__Study questions__
[a] According to the water safety text, how far should swimmers stay from jetties and piers?
[b] Please carry the water safety text forward from its last line.

---- Text shown

Whether it’s a lake, ocean or river, spending time in the water is synonymous with summer. Unfortunately, there are about 10 nonboating-related drowning deaths per day in the United States. This is the perfect time of year to launch a water safety campaign at your organization to keep your employees and their loved ones safe as they stay cool this season boating, canoeing or traveling to a beachside vacation spot.

Here are a few general water safety tips to get your campaign started:

  1. Learn how to swim; it’s the best defense against drowning – a leading cause of unintentional death.
  2. Swim in designated areas close to lifeguards.
  3. Before diving into water, check its depth and look for obstructions. To protect your neck, jump in feet first.
  4. Before swimming at a beach, check the water conditions and look for warning flags and signs.
  5. Practice ocean safety:
    • Watch out for dangerous aquatic life.
    • Beware of deadly rip currents – narrow, powerful currents that flow out from the beach. They tend to exist around structures, so stay at least 100 feet from jetties and piers.
    • Never turn your back to the ocean because sneaker waves – large waves that come without warning regardless of weather or seasonal conditions – can knock you over and pull you into the ocean.
    • Be mindful of sharp reef rock while exploring tide pools or surfing.
    • If you get caught in a rip current:
      • Stay calm and don’t fight it. You usually can’t overpower it, but you can outsmart it. Swim parallel to the shore until you’re out of the current, then start swimming to shore.
      • If you’re unable to swim to shore, float or tread water until you’re free of the current, then head in.
      • If you can’t make it to shore, attract attention to summon help.
      • If you see someone in trouble, get a lifeguard, call 911, throw the swimmer something that floats and/or yell instructions on how they can escape.
  1. When in open water, use the buddy system.

--------
---- Excerpted data

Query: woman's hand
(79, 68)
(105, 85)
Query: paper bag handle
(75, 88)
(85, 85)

--------

__Numbered answers__
[a] At least 100 feet.

[b]
  2. Wear a life jacket while boating, kayaking or paddleboarding. If you keep life jackets aboard the boat, avoid tying them up, to ensure they’re readily accessible.
  3. If there’s a storm, wait at least 30 minutes after the last thunder boom before heading back to the beach.
  4. Test the water. Dirty pool and hot tub water can cause gastrointestinal distress, infections and other serious health problems. Use home test strips to make sure disinfectant levels are high enough.
  5. Follow the rules of river safety:
    • Wear shoes; river bottoms can be sharp and very slippery.
    • Don’t overestimate your swimming abilities; many people drown trying to swim across rivers.
    • Be mindful of foot entrapment. River bottoms often have obstacles that can pin you down, and powerful currents can hold you underwater, even overpowering floatation devices. Since it’s difficult to get loose in these situations, prevention is the best strategy. Never put your feet down or stand up unless the water is calm or the depth is below your knees.
    • If you capsize while canoeing or kayaking:
      • Save people first, then worry about equipment.
      • Assume the safety position: stay on your back with your feet up, facing downstream.
      • Stay upstream of your boat to avoid getting pinned.
      • Never try to swim against the current.